**Problem requirements:** Keeping each line exactly as it is, output all of the records.
Material for the task START
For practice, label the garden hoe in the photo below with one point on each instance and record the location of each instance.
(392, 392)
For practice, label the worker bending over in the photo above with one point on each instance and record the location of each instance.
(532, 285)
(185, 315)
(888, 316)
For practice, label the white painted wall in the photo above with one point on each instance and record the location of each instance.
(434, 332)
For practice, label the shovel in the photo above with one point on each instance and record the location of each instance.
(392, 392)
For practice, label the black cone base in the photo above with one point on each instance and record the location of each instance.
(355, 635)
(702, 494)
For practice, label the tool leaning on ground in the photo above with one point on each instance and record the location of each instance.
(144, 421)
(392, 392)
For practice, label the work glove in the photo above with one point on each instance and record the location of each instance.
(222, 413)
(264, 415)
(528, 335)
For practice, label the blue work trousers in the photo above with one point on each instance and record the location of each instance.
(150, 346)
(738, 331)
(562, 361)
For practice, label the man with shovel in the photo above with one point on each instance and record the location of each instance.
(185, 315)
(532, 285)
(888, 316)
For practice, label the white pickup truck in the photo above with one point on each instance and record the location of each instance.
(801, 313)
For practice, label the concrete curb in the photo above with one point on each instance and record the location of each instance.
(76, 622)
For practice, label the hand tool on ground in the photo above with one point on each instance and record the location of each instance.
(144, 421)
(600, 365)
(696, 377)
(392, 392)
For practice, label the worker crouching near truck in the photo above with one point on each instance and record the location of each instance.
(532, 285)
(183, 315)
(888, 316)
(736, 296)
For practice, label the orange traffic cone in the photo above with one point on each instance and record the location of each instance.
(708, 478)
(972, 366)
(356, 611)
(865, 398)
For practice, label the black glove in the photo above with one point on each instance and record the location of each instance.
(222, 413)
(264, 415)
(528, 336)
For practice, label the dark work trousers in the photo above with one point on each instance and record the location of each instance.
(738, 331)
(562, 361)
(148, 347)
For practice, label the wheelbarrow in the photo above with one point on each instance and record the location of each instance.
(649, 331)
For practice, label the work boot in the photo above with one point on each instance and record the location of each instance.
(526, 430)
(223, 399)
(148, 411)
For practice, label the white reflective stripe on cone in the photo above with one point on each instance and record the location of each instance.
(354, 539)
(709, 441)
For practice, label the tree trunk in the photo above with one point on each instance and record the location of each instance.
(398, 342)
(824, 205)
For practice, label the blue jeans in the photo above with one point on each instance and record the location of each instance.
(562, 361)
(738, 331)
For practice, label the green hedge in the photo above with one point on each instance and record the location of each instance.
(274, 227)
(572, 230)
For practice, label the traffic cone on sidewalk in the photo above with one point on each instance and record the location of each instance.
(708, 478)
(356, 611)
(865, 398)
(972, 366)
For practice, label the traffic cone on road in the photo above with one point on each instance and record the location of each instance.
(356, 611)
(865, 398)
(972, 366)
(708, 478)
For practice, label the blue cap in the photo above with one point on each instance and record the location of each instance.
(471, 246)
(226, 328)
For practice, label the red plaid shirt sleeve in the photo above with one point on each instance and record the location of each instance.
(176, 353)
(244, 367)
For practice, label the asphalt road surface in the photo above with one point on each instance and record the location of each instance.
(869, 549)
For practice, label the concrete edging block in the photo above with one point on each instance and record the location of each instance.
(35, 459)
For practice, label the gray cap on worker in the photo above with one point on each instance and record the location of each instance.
Material for the task END
**Answer section:**
For practice, label the garden hoe in the photo below with one point on each instance and record the location of each instance.
(392, 392)
For practice, label the worker bending over in the photo above with one point on each instance and record the location of each instance.
(532, 285)
(185, 315)
(888, 316)
For practice, label the white painted wall in the photo above with one point on each instance and record the location of each instance.
(434, 332)
For practice, label the shovel in the photo above with one point on each instance and record the location of each instance.
(392, 392)
For practice, label the black cone base in the photo above with one point on each instance and record the location of each instance.
(355, 635)
(702, 494)
For practice, label the tool leaning on ground in the photo above with one point on each instance and record the location of each instance.
(144, 421)
(392, 392)
For practice, label the work glove in the photo above with one point on each instance and record the location of each instance.
(222, 413)
(264, 415)
(528, 335)
For practice, label the blue work trousers in the photo above with one point on each instance and record the location of each instance.
(150, 346)
(738, 331)
(562, 361)
For practice, label the man with shovel in the photo above with one point on each instance and record the location of each instance.
(185, 315)
(532, 285)
(888, 316)
For practice, label the white pickup truck in the photo above with one point on each instance and record the location of each instance.
(801, 313)
For practice, label the concrete curb in the photo above with one point on each instance and record the location of each instance.
(76, 622)
For practice, label the hand tool on ground in the photo above with one point on each instance and record the location of each instance.
(144, 421)
(600, 365)
(696, 377)
(392, 392)
For practice, label the worker crouching near truck in the photo above with one point on each instance and record the location of each instance.
(532, 285)
(183, 315)
(888, 316)
(736, 296)
For practice, label the orange traffic cone in the photo above with one point on each instance and record the location of each instance.
(708, 478)
(972, 366)
(356, 611)
(865, 398)
For practice, label the black glove in the photo above with one point on each instance and record the location of each instance.
(222, 413)
(264, 415)
(528, 336)
For practice, label the dark work trousers in the photo above with one point on each instance and record the location of each instance.
(738, 331)
(562, 361)
(148, 347)
For practice, label the wheelbarrow in the photo above with one point on each instance and record the location of each instance.
(649, 331)
For practice, label the work boot in the photo above with one point on each instance and record the location of each instance.
(526, 430)
(223, 399)
(148, 411)
For practice, label the white reflective stripe on cone in the photo above with one point on each instance and record the location of each instance.
(354, 539)
(709, 441)
For practice, label the tree trunk in the photo above with one point on each instance and record the location of each instance.
(398, 342)
(824, 205)
For practice, label the blue jeans in the photo above with one point on each instance and record the location of each instance.
(562, 361)
(738, 331)
For practice, label the green hedge in the photo above with one point on each instance and record the location of each instance.
(274, 227)
(572, 230)
For practice, label the traffic cone on sidewalk in the photo above with one point on each instance and record the location of each instance.
(708, 478)
(356, 611)
(865, 398)
(972, 366)
For practice, label the traffic cone on road in the photo above with one point on each instance and record the location of each instance.
(356, 611)
(865, 398)
(972, 366)
(708, 478)
For practice, label the blue cap in the photo above with one point on each instance and record the location of each instance.
(471, 246)
(226, 328)
For practice, label the red plaid shirt sleeve in the photo above with one point on each instance and record the location of each instance.
(176, 353)
(244, 367)
For practice, label the asphalt road surface in the photo above with one point on each instance and record the location of each instance.
(869, 549)
For practice, label the concrete edging block in the photo above with one point on each instance and record the location of each instance.
(35, 459)
For practice, label the gray cap on worker in the photo above with one point on each instance and record the location of each instance.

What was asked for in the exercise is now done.